(Location identification items)
* * * * * * *

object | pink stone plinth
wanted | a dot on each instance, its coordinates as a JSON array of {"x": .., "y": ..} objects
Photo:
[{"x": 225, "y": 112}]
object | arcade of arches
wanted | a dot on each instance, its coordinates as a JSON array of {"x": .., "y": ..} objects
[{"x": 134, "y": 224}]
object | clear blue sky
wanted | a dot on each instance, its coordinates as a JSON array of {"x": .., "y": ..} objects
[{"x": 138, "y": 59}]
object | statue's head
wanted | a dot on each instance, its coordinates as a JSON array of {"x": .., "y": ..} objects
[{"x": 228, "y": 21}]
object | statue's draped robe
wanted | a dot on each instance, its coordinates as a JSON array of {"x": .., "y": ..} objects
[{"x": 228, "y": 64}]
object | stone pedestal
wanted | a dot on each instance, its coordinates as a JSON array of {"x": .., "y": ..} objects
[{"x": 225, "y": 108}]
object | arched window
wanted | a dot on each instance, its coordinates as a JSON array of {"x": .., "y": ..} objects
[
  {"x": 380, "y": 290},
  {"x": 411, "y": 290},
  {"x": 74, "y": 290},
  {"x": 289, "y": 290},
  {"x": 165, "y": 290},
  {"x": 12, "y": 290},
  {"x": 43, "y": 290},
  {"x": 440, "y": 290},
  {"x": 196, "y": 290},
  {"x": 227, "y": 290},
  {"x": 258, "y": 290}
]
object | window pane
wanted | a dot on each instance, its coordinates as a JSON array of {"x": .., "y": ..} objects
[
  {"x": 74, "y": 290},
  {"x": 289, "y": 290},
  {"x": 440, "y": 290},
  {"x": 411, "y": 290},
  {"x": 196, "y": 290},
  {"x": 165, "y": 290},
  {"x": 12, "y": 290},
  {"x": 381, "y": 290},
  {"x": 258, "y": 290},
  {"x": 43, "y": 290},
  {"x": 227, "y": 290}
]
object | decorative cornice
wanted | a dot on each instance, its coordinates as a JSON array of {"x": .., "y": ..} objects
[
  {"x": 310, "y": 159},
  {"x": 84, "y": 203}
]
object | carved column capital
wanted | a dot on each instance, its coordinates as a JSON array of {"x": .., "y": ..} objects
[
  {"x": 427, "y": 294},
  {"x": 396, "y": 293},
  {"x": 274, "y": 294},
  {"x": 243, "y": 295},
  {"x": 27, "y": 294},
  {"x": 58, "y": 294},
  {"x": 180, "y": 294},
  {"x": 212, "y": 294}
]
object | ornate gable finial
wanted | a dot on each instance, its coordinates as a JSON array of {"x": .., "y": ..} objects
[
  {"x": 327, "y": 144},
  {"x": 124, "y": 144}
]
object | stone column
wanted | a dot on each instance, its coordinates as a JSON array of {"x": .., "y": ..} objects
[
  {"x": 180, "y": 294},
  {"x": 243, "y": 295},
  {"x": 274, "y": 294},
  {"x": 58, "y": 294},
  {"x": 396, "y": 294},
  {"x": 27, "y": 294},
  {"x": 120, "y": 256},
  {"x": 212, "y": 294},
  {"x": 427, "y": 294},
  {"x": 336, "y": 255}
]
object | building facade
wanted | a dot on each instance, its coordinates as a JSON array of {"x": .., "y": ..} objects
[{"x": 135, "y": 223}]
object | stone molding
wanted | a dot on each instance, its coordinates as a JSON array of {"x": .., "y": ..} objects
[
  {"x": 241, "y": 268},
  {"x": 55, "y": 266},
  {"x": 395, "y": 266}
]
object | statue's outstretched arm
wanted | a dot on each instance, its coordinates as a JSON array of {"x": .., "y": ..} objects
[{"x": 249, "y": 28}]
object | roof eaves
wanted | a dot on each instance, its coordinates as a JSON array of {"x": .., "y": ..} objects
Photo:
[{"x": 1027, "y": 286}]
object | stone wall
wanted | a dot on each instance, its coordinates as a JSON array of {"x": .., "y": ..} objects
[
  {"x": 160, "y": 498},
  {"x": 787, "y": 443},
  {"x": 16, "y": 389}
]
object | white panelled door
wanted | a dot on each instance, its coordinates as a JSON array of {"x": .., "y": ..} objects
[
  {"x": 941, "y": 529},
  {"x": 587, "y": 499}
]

* * * * * * *

**What you should do**
Reproduce all of the rows above without changing a single character.

**Task answer**
object | pink stone plinth
wanted | a dot on each instance, its coordinates as a JSON array of {"x": .., "y": ..} objects
Photo:
[{"x": 225, "y": 112}]
object | arcade of arches
wanted | a dot on each instance, its coordinates as a JSON array of {"x": .., "y": ..} objects
[{"x": 134, "y": 224}]
object | clear blue sky
wanted | a dot on each instance, its coordinates as a JSON array of {"x": .., "y": ..} objects
[{"x": 138, "y": 59}]
object | statue's head
wanted | a dot on each instance, its coordinates as a JSON array of {"x": .., "y": ..} objects
[{"x": 228, "y": 21}]
object | statue's draped robe
wanted | a dot on each instance, its coordinates as a JSON array of {"x": .., "y": ..} objects
[{"x": 228, "y": 64}]
object | stone pedestal
wanted | a dot on each instance, its coordinates as a JSON array of {"x": .., "y": ..} objects
[{"x": 225, "y": 108}]
object | arched window
wanted | a dot on each instance, its coordinates as a JSON array of {"x": .., "y": ..} objects
[
  {"x": 380, "y": 290},
  {"x": 411, "y": 290},
  {"x": 74, "y": 290},
  {"x": 289, "y": 290},
  {"x": 165, "y": 290},
  {"x": 12, "y": 290},
  {"x": 43, "y": 290},
  {"x": 440, "y": 290},
  {"x": 196, "y": 290},
  {"x": 227, "y": 290},
  {"x": 258, "y": 290}
]
object | window pane
wanted | a dot on each instance, its coordinates as a JSON array of {"x": .., "y": ..} objects
[
  {"x": 74, "y": 290},
  {"x": 289, "y": 290},
  {"x": 440, "y": 290},
  {"x": 411, "y": 290},
  {"x": 196, "y": 290},
  {"x": 165, "y": 290},
  {"x": 12, "y": 290},
  {"x": 381, "y": 290},
  {"x": 258, "y": 290},
  {"x": 43, "y": 290},
  {"x": 227, "y": 290}
]
object | decorative cornice
wanted | a dot on each instance, its coordinates as a JSON array of {"x": .., "y": ..} objects
[
  {"x": 310, "y": 159},
  {"x": 84, "y": 203}
]
object | carved column capital
wanted | a dot on each instance, its coordinates as a JSON array of {"x": .., "y": ..} objects
[
  {"x": 427, "y": 294},
  {"x": 396, "y": 293},
  {"x": 274, "y": 294},
  {"x": 243, "y": 295},
  {"x": 27, "y": 294},
  {"x": 58, "y": 294},
  {"x": 180, "y": 294},
  {"x": 212, "y": 294}
]
object | ornate gable finial
wanted | a dot on each instance, its coordinates as a JSON array of {"x": .., "y": ..} objects
[
  {"x": 327, "y": 144},
  {"x": 124, "y": 144}
]
object | stone column
wanted | a dot on each instance, its coordinates as a JSON array of {"x": .., "y": ..} objects
[
  {"x": 180, "y": 294},
  {"x": 243, "y": 295},
  {"x": 274, "y": 294},
  {"x": 58, "y": 294},
  {"x": 396, "y": 294},
  {"x": 27, "y": 294},
  {"x": 120, "y": 256},
  {"x": 212, "y": 294},
  {"x": 427, "y": 294},
  {"x": 336, "y": 255}
]
object | building facade
wanted | a dot on each instance, its coordinates as a JSON array of {"x": .., "y": ..} objects
[{"x": 135, "y": 223}]
object | stone molding
wanted | a dot on each instance, its coordinates as a JSON array of {"x": .., "y": ..} objects
[
  {"x": 241, "y": 268},
  {"x": 55, "y": 266},
  {"x": 395, "y": 266}
]
object | statue's outstretched arm
wanted | a dot on each instance, its coordinates as a JSON array of {"x": .., "y": ..} objects
[{"x": 249, "y": 28}]
object | roof eaves
wanted | a dot on each instance, its coordinates as a JSON array of {"x": .., "y": ..} objects
Photo:
[{"x": 1027, "y": 286}]
object | stone wall
wanted | a dot on each instance, its coordinates as a JSON array of {"x": .., "y": ..} objects
[
  {"x": 160, "y": 498},
  {"x": 787, "y": 443},
  {"x": 16, "y": 389}
]
object | white panelled door
wanted | a dot on each instance, its coordinates as a JSON array of {"x": .., "y": ..} objects
[
  {"x": 941, "y": 529},
  {"x": 587, "y": 499}
]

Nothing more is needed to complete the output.